Photo-based referring expression data
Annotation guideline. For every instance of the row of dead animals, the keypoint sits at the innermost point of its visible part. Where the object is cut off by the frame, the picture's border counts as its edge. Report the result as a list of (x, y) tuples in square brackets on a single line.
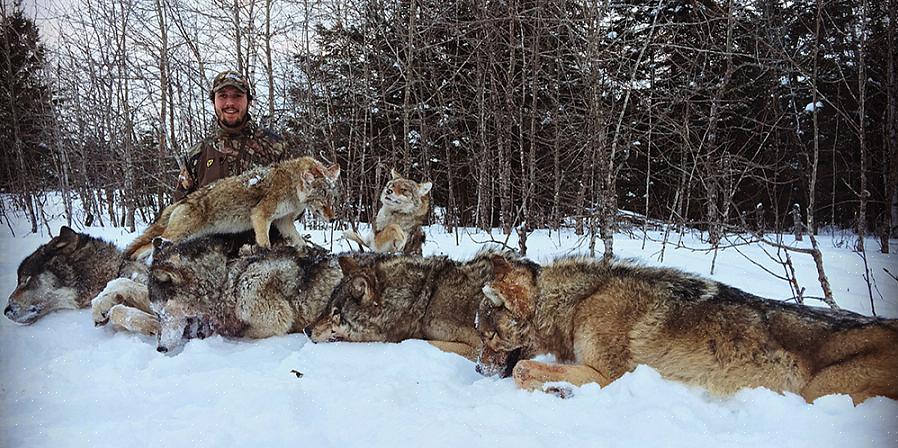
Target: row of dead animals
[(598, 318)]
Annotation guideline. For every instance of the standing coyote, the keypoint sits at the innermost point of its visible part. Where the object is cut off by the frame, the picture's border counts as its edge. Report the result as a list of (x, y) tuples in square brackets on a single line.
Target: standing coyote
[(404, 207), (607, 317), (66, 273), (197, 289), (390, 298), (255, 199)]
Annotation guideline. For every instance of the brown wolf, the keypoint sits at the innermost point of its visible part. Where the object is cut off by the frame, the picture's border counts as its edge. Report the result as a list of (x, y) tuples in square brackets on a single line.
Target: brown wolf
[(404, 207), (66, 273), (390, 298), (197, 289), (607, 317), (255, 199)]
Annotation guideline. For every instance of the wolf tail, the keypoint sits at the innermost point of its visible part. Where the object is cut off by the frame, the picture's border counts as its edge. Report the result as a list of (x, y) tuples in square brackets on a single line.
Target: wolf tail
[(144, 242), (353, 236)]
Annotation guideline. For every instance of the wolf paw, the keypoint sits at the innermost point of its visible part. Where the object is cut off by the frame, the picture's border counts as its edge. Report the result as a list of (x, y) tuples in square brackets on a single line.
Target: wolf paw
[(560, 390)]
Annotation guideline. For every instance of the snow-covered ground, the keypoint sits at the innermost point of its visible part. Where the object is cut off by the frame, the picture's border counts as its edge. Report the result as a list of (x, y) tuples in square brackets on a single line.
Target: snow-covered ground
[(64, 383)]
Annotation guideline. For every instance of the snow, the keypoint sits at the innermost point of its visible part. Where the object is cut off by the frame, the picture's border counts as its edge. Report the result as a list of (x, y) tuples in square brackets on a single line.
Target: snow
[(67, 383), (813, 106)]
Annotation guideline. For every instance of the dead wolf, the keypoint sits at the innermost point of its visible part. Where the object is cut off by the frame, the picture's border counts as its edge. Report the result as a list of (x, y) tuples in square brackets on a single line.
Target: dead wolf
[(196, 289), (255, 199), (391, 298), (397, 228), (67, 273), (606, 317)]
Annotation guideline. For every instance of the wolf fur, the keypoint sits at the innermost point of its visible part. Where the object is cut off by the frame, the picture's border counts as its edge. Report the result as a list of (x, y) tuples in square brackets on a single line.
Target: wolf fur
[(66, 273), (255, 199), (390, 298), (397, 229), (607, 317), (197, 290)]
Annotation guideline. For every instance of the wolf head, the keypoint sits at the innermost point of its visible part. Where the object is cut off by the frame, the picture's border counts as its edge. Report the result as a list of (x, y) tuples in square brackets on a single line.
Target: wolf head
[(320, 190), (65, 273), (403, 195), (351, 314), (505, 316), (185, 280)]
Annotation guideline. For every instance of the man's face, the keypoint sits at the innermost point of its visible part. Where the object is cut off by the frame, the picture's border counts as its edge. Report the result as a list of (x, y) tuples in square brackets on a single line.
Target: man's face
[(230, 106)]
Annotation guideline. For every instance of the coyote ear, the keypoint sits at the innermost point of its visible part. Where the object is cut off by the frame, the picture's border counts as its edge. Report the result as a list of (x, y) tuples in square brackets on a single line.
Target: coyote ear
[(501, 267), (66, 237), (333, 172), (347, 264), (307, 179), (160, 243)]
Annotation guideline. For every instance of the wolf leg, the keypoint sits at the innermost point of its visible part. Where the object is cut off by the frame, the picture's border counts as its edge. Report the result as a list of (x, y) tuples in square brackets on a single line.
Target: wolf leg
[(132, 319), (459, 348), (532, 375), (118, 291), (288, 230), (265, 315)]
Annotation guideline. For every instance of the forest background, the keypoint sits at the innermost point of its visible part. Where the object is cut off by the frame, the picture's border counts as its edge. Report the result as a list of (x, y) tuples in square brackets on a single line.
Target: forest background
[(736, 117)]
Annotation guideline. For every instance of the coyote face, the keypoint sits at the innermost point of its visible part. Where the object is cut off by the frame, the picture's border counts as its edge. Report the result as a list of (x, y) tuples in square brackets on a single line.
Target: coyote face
==
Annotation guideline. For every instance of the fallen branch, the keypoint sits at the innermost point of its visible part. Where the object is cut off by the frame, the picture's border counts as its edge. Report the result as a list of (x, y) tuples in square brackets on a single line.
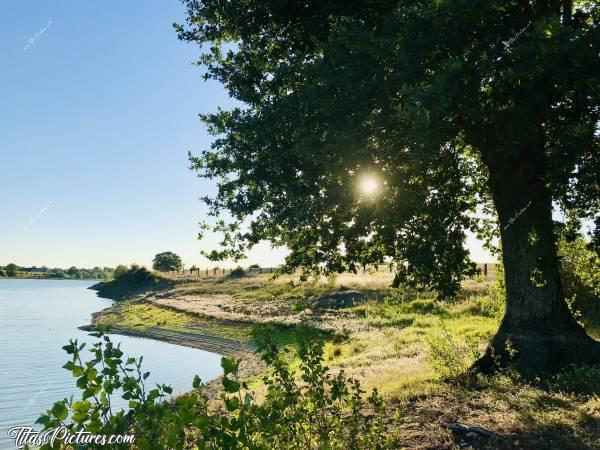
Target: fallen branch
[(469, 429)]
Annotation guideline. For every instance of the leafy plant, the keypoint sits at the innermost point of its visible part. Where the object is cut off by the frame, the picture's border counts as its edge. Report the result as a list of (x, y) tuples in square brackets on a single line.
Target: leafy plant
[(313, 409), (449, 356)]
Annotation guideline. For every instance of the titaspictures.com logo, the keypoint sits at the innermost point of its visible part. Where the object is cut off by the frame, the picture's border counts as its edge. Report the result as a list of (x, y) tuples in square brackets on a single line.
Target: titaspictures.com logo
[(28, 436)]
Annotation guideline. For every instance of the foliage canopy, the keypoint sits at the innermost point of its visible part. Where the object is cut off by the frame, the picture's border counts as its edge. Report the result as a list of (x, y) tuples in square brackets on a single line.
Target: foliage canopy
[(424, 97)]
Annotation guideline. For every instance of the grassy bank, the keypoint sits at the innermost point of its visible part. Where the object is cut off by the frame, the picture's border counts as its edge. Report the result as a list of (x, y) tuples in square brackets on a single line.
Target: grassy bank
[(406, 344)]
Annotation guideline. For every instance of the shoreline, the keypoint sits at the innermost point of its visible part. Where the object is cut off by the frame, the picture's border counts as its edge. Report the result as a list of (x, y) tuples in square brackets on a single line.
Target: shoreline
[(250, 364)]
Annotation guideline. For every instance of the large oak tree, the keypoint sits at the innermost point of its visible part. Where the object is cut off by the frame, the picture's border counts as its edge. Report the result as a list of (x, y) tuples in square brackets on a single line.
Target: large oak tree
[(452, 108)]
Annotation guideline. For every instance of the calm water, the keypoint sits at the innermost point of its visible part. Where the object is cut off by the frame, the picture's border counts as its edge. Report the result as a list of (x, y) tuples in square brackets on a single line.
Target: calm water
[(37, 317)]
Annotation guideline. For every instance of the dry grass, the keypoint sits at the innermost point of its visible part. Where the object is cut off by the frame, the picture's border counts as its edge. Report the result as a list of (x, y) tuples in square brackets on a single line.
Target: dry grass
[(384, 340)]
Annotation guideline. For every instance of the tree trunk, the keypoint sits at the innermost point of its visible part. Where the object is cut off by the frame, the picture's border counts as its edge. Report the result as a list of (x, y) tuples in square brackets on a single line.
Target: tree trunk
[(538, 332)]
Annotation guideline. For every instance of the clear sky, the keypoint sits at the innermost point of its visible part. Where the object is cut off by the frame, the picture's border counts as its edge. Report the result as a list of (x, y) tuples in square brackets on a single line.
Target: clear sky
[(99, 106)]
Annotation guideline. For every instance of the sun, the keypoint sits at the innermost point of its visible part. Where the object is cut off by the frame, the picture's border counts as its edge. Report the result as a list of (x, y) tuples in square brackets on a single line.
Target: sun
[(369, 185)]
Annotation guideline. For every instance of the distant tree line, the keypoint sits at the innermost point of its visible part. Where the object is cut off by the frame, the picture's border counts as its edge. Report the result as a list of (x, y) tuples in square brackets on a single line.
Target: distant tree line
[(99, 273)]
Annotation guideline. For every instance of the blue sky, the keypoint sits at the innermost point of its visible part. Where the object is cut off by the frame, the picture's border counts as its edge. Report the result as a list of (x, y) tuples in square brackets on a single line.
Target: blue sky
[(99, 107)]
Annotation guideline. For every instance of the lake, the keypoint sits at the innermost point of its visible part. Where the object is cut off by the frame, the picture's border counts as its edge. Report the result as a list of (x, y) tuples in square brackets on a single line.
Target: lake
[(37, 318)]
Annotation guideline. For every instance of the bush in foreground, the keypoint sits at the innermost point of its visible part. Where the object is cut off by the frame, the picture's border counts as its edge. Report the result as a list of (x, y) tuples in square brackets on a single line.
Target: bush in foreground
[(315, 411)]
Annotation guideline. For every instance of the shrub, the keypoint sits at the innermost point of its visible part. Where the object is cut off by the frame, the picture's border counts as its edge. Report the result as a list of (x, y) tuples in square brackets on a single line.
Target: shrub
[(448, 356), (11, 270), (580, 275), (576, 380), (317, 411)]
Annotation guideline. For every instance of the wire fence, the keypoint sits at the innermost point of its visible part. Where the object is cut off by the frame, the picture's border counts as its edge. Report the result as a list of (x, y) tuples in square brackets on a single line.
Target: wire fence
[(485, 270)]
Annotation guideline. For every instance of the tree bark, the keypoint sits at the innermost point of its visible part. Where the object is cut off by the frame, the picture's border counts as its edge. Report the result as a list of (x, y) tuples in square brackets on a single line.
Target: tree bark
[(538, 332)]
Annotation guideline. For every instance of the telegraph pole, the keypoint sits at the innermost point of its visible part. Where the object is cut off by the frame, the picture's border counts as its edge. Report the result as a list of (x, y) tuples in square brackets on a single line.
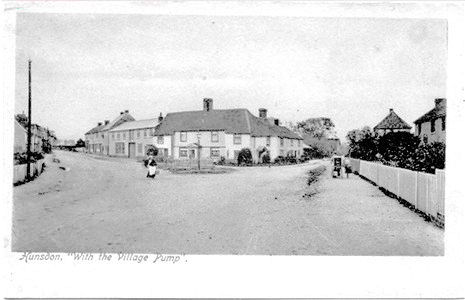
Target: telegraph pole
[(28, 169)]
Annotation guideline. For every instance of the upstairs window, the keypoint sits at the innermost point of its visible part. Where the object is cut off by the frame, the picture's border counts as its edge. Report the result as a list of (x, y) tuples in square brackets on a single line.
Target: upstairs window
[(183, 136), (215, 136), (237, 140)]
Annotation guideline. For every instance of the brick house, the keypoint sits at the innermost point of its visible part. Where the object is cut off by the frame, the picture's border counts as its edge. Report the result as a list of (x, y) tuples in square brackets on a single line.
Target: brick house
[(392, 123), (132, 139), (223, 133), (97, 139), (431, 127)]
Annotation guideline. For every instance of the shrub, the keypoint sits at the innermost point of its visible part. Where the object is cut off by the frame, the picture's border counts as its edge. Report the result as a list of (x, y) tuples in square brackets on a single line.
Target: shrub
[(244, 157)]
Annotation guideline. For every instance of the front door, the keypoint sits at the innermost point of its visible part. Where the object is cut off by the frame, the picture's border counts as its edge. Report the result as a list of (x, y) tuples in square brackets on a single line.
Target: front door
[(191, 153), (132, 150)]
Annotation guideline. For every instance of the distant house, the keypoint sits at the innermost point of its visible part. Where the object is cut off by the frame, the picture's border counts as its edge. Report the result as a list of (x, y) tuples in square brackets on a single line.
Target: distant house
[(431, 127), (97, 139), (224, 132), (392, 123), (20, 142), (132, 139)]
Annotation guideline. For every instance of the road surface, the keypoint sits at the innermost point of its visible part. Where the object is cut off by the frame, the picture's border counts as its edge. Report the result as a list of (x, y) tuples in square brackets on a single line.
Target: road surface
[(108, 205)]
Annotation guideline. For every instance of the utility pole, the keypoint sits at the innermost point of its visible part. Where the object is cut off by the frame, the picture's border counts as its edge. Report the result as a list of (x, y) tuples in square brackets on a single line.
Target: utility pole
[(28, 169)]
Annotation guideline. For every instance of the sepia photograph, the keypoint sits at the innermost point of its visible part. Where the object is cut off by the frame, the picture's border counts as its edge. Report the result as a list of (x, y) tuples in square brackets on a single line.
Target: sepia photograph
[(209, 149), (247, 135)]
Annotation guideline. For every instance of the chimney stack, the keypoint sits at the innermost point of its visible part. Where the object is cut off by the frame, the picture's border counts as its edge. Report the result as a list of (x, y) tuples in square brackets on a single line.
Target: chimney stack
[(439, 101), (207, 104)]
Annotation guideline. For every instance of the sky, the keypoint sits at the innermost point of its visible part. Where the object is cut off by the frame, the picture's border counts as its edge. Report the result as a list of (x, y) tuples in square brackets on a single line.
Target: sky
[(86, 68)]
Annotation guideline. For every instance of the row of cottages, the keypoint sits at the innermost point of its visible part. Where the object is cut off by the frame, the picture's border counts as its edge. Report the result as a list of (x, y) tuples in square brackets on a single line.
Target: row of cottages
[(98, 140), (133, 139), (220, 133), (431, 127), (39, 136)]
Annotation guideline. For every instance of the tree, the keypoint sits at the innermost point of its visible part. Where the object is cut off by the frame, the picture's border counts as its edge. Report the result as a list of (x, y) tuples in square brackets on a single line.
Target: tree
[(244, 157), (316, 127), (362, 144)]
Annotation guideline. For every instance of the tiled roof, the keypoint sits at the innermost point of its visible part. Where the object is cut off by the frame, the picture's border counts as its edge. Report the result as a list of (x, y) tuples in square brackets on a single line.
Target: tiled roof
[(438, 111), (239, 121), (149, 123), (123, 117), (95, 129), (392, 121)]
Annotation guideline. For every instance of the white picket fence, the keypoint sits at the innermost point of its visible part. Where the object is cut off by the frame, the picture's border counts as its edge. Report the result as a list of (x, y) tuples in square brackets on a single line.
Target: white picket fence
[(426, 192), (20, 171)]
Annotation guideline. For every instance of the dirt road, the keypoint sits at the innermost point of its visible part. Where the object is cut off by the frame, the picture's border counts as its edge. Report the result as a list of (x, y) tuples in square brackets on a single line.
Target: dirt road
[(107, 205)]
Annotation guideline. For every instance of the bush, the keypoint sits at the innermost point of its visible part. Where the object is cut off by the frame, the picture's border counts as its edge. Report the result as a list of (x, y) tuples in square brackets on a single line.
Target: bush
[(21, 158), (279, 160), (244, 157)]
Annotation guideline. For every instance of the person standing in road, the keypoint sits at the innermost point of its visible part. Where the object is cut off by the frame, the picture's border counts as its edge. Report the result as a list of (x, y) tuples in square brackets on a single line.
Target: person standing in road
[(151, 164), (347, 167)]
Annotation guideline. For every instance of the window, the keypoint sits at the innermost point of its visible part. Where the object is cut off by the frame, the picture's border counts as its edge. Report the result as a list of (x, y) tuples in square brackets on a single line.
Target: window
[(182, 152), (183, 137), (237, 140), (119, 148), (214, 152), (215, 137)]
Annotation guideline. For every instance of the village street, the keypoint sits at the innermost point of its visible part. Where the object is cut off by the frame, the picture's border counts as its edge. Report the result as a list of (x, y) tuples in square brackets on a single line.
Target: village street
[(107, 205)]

- **WHAT THE TASK ASKS**
One stretch of the lines above is wanted, from the line that contains "Target: forest background" through the line that contains "Target: coyote face". Output it exactly.

- **WRITTEN ANSWER**
Target: forest background
[(736, 117)]
Annotation guideline. For every instance of the coyote face, the keypoint sits at the innermost point of its visible part. Where the object is cut off by the frame, the picture's border counts as its edge. Report the result as a list of (x, y) tuples in square brackets on a single line.
Target: coyote face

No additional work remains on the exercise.